──────── TEKS TERPILIH ────────

TIMES JATENG, TEGAL – Slawi pada akhir November 2025 terasa sedikit berbeda. Di antara bising klakson, pedagang kaki lima, dan arus kendaraan yang tak pernah benar benar berhenti, kawasan Gedung Korpri justru menjadi pusat arus manusia yang bergerak ke satu titik, Pameran Wanara Seba 2025.
Di balik pintu gedung itu, lampu-lampu pameran memantulkan siluet pengunjung yang hilir mudik Guru, pelajar berseragam, ibu-ibu yang baru saja selesai berbelanja sampai para pedagang menyempatkan diri singgah sebentar.
Mereka semua datang untuk melihat sosok “tamu” telah lama pergi sekitar 10 tahun, Gigantopithecus, Pongo, Hexaprotodon dan Megalochelys adalah fosil yang selama bertahun-tahun tersimpan di museum besar dan kini hadir kembali di kampung halaman mereka.
“Fosil Gigantopithecus ini sudah sepuluh tahun berada di Museum Sangiran dan kini sekarang waktunya pulang meski dengan proses yang panjang," terang Gatut Eko Nurcahyo, Kepala Unit Museum Situs Semedo kepada TIMES Indonesia, Selasa 25/11/2025.
Gatut berdiri di dekat fosil Gigi dari raksasa besar, gelap, dan memancarkan aura diam yang mengundang tanya. Bagi dirinya, ini bukan sekadar hanya pameran. Ini adalah pemulangan sejarah, pertemuan kembali antara Semedo dan identitasnya sendiri.
Semedo, sebuah desa kecil yang berada di Kecamatan Kedungbanteng Kabupaten Tegal, lereng inilah selama bertahun-tahun hanya dikenal sebagai wilayah sunyi di sela perbukitan.
Tak banyak yang menyadari bahwa di tanah yang tampak sederhana itu pernah hidup makhluk setinggi tiga meter dan seberat setengah ton. Fosil Gigantopithecus yang ditemukan di sana menjadi bukti adanya jejak kehidupan purba tidak hanya milik Sangiran atau Trinil tetapi Tegal pun punya ceritanya sendiri.

Dijelaskan Gatut di sela kegiatan bahwa Pameran Wanara Seba 2025 di Gedung Korpri alasan digelar bukan di museum tetapi di jantung keramaian Kota Slawi Kabupaten Tegal Jawa Tengah.

──────── BAHAN TERSEDIA ────────

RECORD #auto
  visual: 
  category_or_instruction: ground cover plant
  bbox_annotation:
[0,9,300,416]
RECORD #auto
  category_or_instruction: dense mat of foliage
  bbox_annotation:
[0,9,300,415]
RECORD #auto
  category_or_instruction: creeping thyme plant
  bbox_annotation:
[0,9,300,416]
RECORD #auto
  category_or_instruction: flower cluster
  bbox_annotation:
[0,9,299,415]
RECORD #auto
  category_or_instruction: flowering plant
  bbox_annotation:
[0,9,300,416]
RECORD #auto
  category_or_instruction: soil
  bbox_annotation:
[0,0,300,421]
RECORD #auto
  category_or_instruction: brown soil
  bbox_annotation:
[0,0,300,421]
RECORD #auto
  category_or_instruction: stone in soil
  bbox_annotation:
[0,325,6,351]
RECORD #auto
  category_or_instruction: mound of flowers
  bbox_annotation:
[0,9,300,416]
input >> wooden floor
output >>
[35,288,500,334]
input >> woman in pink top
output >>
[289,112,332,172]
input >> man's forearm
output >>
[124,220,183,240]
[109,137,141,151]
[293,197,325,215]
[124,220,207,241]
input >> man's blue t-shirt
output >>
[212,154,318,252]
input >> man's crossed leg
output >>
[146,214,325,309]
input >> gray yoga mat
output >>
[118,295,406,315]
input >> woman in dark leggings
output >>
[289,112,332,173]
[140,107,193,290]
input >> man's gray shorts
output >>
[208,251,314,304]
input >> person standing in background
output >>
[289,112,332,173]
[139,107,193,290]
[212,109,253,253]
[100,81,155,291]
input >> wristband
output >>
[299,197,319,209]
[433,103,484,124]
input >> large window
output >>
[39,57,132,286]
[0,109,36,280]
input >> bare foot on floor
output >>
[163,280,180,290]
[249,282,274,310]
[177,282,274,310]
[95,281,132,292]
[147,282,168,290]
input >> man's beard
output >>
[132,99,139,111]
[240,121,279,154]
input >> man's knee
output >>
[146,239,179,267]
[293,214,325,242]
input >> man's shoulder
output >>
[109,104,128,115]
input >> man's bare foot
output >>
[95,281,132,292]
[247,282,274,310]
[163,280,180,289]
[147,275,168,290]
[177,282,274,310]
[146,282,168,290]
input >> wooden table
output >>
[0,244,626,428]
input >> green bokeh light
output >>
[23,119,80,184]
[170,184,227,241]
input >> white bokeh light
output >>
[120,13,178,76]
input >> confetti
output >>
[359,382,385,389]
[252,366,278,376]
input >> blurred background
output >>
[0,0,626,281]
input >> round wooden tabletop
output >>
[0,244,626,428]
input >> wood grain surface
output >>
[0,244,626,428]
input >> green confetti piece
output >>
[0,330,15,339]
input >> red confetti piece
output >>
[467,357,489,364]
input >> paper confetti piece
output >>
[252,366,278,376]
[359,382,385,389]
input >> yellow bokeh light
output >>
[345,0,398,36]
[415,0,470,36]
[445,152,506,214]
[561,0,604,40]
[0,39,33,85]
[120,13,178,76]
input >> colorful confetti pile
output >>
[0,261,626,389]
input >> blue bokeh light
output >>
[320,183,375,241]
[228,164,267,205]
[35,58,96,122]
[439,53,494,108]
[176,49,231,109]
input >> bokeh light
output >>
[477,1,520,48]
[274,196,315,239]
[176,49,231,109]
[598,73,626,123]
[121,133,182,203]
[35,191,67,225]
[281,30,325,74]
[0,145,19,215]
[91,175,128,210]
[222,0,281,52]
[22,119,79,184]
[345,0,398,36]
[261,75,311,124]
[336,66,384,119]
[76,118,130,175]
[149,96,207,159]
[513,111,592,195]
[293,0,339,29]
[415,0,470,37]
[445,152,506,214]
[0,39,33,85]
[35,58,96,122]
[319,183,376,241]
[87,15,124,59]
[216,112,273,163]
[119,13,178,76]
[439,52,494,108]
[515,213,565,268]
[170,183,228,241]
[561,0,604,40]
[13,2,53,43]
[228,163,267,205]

────────

*DAFTAR TUGAS:*
- 1) Ringkaslah artikel tentang Pameran Wanara Seba 2025 dalam dua kalimat.
- 2) Tuliskan lanjutan artikel tentang Pameran Wanara Seba 2025, dimulai sesudah kalimat terakhirnya.
Baris-baris di atas tidak dipakai di sini.

*KUMPULAN JAWABAN:*
- 1) Pada akhir November 2025, Pameran Wanara Seba 2025 di Gedung Korpri, Slawi, menghadirkan kembali fosil Gigantopithecus, Pongo, Hexaprotodon, dan Megalochelys yang selama bertahun-tahun tersimpan di museum besar, termasuk fosil Gigantopithecus yang sudah sepuluh tahun berada di Museum Sangiran. Bagi Gatut Eko Nurcahyo, Kepala Unit Museum Situs Semedo, pameran ini adalah pemulangan sejarah bagi Semedo, desa di Kecamatan Kedungbanteng, Kabupaten Tegal, yang temuan fosil Gigantopithecus-nya membuktikan bahwa Tegal juga punya jejak kehidupan purba.

- 2)
“Kalau semua acara hanya di museum, yang datang ya itu-itu saja, dan Kami ingin sejarah ini dirasakan semua orang, karena ini bukan cuma kebanggaan, tetapi juga identitas Kabupaten Tegal.” kata Gatut.
Keputusan itu terbukti tepat. Hari pertama pameran, ratusan pelajar berdesakan di depan etalase kaca, menatap fosil besar Gigantopithecus dan lainnya di Wanara Seba seolah melihat makhluk dari dunia lain.
Pameran Wanaraba Seba 2025 ini hasil kolaborasi Museum Semedo, DKDKT, DKKT, dan Dinas Pendidikan dan Kebudayaan Tegal, Kemendikbud serta Cagar Budaya dan juga Pemkab Tegal.
bukan hanya sekadar seremonial. Tapi ia adalah undangan untuk terhubung kembali dengan masa lalu.
Di antara kerumunan, Gatut pun terus menjelaskan kepada para pengunjung bahwa Gigantopithecus bukan monster, bukan tokoh legenda, tetapi bagian dari garis evolusi kera yang masih berkerabat dengan orangutan.
Pemulangan fosil ke Semedo adalah salah satu bentuk komitmen konservasi. “Warisan lokal tidak boleh tercerabut dari akarnya,” tegasnya. Sejarah seperti fosil itu harus tinggal dekat dengan lokasi dan tempat dimana ia ditemukannya, agar masyarakat ikut merasa memiliki.
Wanara Seba 2025 hanya berlangsung empat hari. Namun bagi warga Kabupaten Tegal, pameran ini mengingatkan bahwa identitas budaya tidak hanya berasal dari legenda, tetapi juga dari fosil yang diam dalam tanah selama jutaan tahun.
Dan kini, lantaran Pameran Wanara Seba 2025 di Gedung Korpri sejak dimulai 24-27 Nopember 2025 gigitan sejarah itu kembali terasa menghubungkan masa lalu, hari ini, dan masa depan Kabupaten Tegal. (*)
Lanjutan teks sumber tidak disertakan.